• [Referring expression grounding data]:
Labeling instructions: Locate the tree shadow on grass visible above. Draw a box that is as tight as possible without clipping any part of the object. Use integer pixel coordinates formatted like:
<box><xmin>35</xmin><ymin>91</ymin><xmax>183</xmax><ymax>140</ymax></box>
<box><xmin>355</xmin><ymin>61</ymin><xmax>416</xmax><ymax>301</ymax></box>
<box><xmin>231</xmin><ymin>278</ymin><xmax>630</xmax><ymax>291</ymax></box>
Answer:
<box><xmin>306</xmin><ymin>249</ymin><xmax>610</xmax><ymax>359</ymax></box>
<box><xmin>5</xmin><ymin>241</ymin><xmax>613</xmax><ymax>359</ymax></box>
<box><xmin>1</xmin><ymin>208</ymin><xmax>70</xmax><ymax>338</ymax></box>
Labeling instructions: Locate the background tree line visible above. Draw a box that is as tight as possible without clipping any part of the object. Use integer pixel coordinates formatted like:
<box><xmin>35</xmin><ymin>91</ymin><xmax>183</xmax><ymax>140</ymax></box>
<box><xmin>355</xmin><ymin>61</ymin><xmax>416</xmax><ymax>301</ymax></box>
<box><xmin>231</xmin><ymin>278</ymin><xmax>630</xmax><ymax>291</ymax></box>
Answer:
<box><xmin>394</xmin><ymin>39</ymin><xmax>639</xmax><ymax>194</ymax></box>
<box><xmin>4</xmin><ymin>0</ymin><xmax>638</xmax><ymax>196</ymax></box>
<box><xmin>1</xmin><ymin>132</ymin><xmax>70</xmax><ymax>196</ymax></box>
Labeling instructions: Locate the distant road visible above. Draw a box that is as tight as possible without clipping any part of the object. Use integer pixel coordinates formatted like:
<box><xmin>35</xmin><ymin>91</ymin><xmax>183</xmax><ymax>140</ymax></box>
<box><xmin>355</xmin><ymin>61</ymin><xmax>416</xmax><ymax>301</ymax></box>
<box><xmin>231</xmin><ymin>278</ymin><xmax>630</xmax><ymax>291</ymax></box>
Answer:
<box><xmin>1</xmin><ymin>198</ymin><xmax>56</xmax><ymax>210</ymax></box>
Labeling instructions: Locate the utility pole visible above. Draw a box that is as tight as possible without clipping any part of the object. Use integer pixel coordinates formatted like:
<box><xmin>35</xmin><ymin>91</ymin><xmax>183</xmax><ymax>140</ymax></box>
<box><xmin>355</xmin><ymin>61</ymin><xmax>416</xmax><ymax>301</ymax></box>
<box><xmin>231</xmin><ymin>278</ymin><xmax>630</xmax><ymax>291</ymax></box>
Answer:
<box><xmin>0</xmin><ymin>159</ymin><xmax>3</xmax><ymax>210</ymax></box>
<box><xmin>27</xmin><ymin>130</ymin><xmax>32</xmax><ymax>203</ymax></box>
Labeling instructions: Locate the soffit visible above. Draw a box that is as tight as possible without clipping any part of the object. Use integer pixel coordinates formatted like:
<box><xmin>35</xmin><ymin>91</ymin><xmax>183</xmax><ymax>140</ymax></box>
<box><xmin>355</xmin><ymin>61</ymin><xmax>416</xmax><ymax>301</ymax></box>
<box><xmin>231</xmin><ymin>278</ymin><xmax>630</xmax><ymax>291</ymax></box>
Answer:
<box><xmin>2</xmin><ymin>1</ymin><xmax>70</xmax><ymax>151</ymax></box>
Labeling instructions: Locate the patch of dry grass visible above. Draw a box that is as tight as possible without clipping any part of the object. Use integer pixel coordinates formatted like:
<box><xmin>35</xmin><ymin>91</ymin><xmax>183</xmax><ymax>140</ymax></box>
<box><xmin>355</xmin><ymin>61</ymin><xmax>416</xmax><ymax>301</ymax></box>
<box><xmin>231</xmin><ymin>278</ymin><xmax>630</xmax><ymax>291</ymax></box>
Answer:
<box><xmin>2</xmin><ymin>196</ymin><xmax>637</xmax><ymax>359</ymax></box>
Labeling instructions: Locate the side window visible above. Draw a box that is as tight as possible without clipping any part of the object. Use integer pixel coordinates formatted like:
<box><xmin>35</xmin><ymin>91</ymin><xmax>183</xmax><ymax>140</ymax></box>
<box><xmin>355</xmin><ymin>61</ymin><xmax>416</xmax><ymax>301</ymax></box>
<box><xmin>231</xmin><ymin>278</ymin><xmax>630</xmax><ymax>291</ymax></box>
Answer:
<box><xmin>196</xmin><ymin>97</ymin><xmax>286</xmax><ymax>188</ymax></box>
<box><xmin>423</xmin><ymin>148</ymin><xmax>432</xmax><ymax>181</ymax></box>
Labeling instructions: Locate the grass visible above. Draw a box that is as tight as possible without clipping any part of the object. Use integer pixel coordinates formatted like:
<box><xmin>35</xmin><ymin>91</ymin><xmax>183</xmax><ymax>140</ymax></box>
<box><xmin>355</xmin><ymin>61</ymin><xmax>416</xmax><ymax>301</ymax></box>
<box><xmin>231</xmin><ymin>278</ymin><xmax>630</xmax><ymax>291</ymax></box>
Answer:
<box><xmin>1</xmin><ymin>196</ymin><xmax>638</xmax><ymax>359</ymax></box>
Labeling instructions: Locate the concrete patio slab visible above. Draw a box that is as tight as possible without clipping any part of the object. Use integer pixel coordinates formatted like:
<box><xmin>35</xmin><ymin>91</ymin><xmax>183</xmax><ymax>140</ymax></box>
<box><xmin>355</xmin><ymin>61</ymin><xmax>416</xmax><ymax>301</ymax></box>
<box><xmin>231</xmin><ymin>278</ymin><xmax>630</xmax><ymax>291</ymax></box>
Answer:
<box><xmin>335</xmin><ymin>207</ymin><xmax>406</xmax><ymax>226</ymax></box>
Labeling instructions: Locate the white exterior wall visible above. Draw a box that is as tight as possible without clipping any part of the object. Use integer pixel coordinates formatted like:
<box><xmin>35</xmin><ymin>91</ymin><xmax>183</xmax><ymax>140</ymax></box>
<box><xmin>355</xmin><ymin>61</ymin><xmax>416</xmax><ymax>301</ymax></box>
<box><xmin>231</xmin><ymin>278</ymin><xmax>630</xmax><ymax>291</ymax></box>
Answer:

• [Instructions for the task]:
All of the entries must be quoted exactly; please include each one.

• [Your response]:
Labeling instructions: Locate the tree shadow on grass visible above. Draw a box that is as tight as possible without clipping any part of the object. Use integer pixel coordinates formatted like:
<box><xmin>35</xmin><ymin>91</ymin><xmax>183</xmax><ymax>140</ymax></box>
<box><xmin>355</xmin><ymin>61</ymin><xmax>416</xmax><ymax>301</ymax></box>
<box><xmin>231</xmin><ymin>278</ymin><xmax>630</xmax><ymax>291</ymax></box>
Answer:
<box><xmin>306</xmin><ymin>249</ymin><xmax>610</xmax><ymax>359</ymax></box>
<box><xmin>5</xmin><ymin>241</ymin><xmax>613</xmax><ymax>359</ymax></box>
<box><xmin>1</xmin><ymin>208</ymin><xmax>70</xmax><ymax>338</ymax></box>
Labeling instructions: Locate the background tree line visible above. Draw a box that is as tight as possible without clipping any part of the object. Use integer pixel coordinates formatted like:
<box><xmin>35</xmin><ymin>91</ymin><xmax>183</xmax><ymax>140</ymax></box>
<box><xmin>355</xmin><ymin>61</ymin><xmax>416</xmax><ymax>301</ymax></box>
<box><xmin>231</xmin><ymin>278</ymin><xmax>630</xmax><ymax>291</ymax></box>
Answer:
<box><xmin>394</xmin><ymin>39</ymin><xmax>639</xmax><ymax>194</ymax></box>
<box><xmin>4</xmin><ymin>0</ymin><xmax>638</xmax><ymax>196</ymax></box>
<box><xmin>1</xmin><ymin>132</ymin><xmax>70</xmax><ymax>196</ymax></box>
Labeling instructions: Locate the distant road visible above. Draw a box that is as tight as possible without clipping any part of the object. Use integer pixel coordinates formatted like:
<box><xmin>35</xmin><ymin>91</ymin><xmax>183</xmax><ymax>140</ymax></box>
<box><xmin>355</xmin><ymin>61</ymin><xmax>416</xmax><ymax>301</ymax></box>
<box><xmin>231</xmin><ymin>278</ymin><xmax>630</xmax><ymax>291</ymax></box>
Answer:
<box><xmin>1</xmin><ymin>198</ymin><xmax>56</xmax><ymax>210</ymax></box>
Labeling instructions: Locate the utility pole visible above. Draw a box that is as tight as possible without clipping any part of the object. Use integer pixel coordinates formatted like:
<box><xmin>35</xmin><ymin>91</ymin><xmax>183</xmax><ymax>140</ymax></box>
<box><xmin>355</xmin><ymin>61</ymin><xmax>416</xmax><ymax>301</ymax></box>
<box><xmin>231</xmin><ymin>278</ymin><xmax>630</xmax><ymax>291</ymax></box>
Answer:
<box><xmin>0</xmin><ymin>159</ymin><xmax>3</xmax><ymax>210</ymax></box>
<box><xmin>27</xmin><ymin>130</ymin><xmax>32</xmax><ymax>203</ymax></box>
Labeling instructions: Locate the soffit visible above. Draw a box that is as tight as possible without clipping any part of the object. Use integer pixel coordinates formatted like:
<box><xmin>35</xmin><ymin>91</ymin><xmax>183</xmax><ymax>140</ymax></box>
<box><xmin>355</xmin><ymin>61</ymin><xmax>416</xmax><ymax>301</ymax></box>
<box><xmin>231</xmin><ymin>278</ymin><xmax>630</xmax><ymax>291</ymax></box>
Answer:
<box><xmin>2</xmin><ymin>1</ymin><xmax>70</xmax><ymax>151</ymax></box>
Labeling instructions: Locate the patch of dry grass visible above. Draw a box that is as tight as possible without clipping any part of the object. Use integer pixel coordinates formatted like:
<box><xmin>35</xmin><ymin>91</ymin><xmax>183</xmax><ymax>140</ymax></box>
<box><xmin>355</xmin><ymin>61</ymin><xmax>416</xmax><ymax>301</ymax></box>
<box><xmin>231</xmin><ymin>278</ymin><xmax>630</xmax><ymax>291</ymax></box>
Answer:
<box><xmin>2</xmin><ymin>196</ymin><xmax>637</xmax><ymax>359</ymax></box>
Labeling instructions: Locate the side window visible above. Draw a box that is as tight as possible without clipping any part of the object. Use integer pixel coordinates formatted like:
<box><xmin>35</xmin><ymin>91</ymin><xmax>183</xmax><ymax>140</ymax></box>
<box><xmin>355</xmin><ymin>61</ymin><xmax>416</xmax><ymax>301</ymax></box>
<box><xmin>231</xmin><ymin>278</ymin><xmax>630</xmax><ymax>291</ymax></box>
Answer:
<box><xmin>196</xmin><ymin>97</ymin><xmax>286</xmax><ymax>188</ymax></box>
<box><xmin>423</xmin><ymin>148</ymin><xmax>432</xmax><ymax>181</ymax></box>
Labeling instructions: Locate the grass visible above. Draw a box that is as tight as possible without clipping any part of the object. Use integer pixel coordinates formatted like:
<box><xmin>35</xmin><ymin>91</ymin><xmax>183</xmax><ymax>140</ymax></box>
<box><xmin>355</xmin><ymin>61</ymin><xmax>416</xmax><ymax>301</ymax></box>
<box><xmin>231</xmin><ymin>278</ymin><xmax>630</xmax><ymax>291</ymax></box>
Answer:
<box><xmin>1</xmin><ymin>196</ymin><xmax>638</xmax><ymax>359</ymax></box>
Labeling instructions: Locate the concrete patio slab visible above. Draw a box that is as tight as possible without clipping any part of the object. Use integer pixel coordinates formatted like:
<box><xmin>35</xmin><ymin>91</ymin><xmax>183</xmax><ymax>140</ymax></box>
<box><xmin>355</xmin><ymin>61</ymin><xmax>416</xmax><ymax>301</ymax></box>
<box><xmin>231</xmin><ymin>278</ymin><xmax>630</xmax><ymax>291</ymax></box>
Answer:
<box><xmin>335</xmin><ymin>207</ymin><xmax>406</xmax><ymax>226</ymax></box>
Labeling instructions: Locate the white exterior wall visible above. Draw a box that is as tight as possible without clipping any part of the object. Use integer pixel coordinates formatted like:
<box><xmin>35</xmin><ymin>91</ymin><xmax>183</xmax><ymax>140</ymax></box>
<box><xmin>355</xmin><ymin>61</ymin><xmax>416</xmax><ymax>301</ymax></box>
<box><xmin>231</xmin><ymin>278</ymin><xmax>630</xmax><ymax>291</ymax></box>
Answer:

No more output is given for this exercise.